**Aim of the exercise:** Each entry below is to be transcribed exactly.

Excerpts from point annotation data:
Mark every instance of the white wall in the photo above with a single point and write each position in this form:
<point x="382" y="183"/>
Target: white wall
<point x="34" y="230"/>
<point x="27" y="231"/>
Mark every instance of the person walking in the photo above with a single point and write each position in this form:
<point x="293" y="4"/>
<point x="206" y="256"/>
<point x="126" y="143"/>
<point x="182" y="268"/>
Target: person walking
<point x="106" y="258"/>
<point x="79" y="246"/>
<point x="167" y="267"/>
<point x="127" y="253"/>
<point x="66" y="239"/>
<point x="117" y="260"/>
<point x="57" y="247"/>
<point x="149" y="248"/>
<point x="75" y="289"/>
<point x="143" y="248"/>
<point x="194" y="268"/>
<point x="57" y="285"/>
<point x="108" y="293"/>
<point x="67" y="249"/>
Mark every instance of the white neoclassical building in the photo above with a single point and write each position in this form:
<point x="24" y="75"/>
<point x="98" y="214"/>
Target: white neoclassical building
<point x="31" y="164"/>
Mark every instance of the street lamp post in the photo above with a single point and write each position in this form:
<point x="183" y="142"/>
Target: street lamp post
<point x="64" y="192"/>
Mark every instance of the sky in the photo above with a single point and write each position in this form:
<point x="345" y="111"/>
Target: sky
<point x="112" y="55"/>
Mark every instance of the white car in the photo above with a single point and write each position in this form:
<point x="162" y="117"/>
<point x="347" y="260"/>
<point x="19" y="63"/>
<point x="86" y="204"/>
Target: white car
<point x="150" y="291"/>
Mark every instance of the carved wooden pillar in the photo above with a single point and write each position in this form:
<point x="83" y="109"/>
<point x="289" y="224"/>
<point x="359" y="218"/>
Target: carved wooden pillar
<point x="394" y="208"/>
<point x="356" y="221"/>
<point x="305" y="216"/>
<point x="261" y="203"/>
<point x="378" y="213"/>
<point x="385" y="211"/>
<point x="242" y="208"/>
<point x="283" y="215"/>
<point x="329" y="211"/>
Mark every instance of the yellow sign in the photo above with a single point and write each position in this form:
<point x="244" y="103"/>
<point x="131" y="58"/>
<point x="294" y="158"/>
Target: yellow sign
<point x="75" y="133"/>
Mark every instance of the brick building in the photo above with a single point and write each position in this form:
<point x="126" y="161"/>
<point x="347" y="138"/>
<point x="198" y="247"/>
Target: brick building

**Exercise solution:**
Mark every instance of the white wall in the photo above with a single point and write each position in this form:
<point x="382" y="183"/>
Target: white wall
<point x="34" y="230"/>
<point x="27" y="231"/>
Mark every instance of the person walking in the photo above with a single point and write each position in this form:
<point x="293" y="4"/>
<point x="206" y="256"/>
<point x="126" y="143"/>
<point x="182" y="268"/>
Target: person walking
<point x="106" y="258"/>
<point x="79" y="246"/>
<point x="167" y="267"/>
<point x="127" y="253"/>
<point x="66" y="239"/>
<point x="117" y="260"/>
<point x="57" y="247"/>
<point x="149" y="248"/>
<point x="75" y="289"/>
<point x="143" y="248"/>
<point x="194" y="268"/>
<point x="57" y="285"/>
<point x="108" y="293"/>
<point x="67" y="249"/>
Mark every instance of the white neoclassical building in the photo above with a single point and write each position in this form:
<point x="24" y="75"/>
<point x="98" y="214"/>
Target: white neoclassical building
<point x="31" y="164"/>
Mark every instance of the street lamp post in the photo above with a single point and write each position in this form:
<point x="183" y="142"/>
Target: street lamp post
<point x="64" y="192"/>
Mark every instance of the sky in the photo above with a single point and write each position in this form:
<point x="345" y="111"/>
Target: sky
<point x="112" y="55"/>
Mark every instance of the white car in the photo above with a single point and write each position in this form:
<point x="162" y="117"/>
<point x="347" y="260"/>
<point x="19" y="63"/>
<point x="86" y="204"/>
Target: white car
<point x="150" y="291"/>
Mark every instance of the carved wooden pillar in the photo above with a single point and write each position in this form:
<point x="83" y="109"/>
<point x="289" y="224"/>
<point x="359" y="218"/>
Target: carved wooden pillar
<point x="394" y="208"/>
<point x="356" y="221"/>
<point x="305" y="216"/>
<point x="261" y="203"/>
<point x="378" y="213"/>
<point x="385" y="211"/>
<point x="242" y="208"/>
<point x="283" y="215"/>
<point x="329" y="211"/>
Mark every instance of the yellow sign in the photo above with a single point and write each position in this form:
<point x="244" y="103"/>
<point x="131" y="58"/>
<point x="294" y="158"/>
Target: yellow sign
<point x="75" y="133"/>
Mark every instance of the brick building in the photo above with a single point and write each position in this form:
<point x="126" y="161"/>
<point x="347" y="138"/>
<point x="198" y="247"/>
Target: brick building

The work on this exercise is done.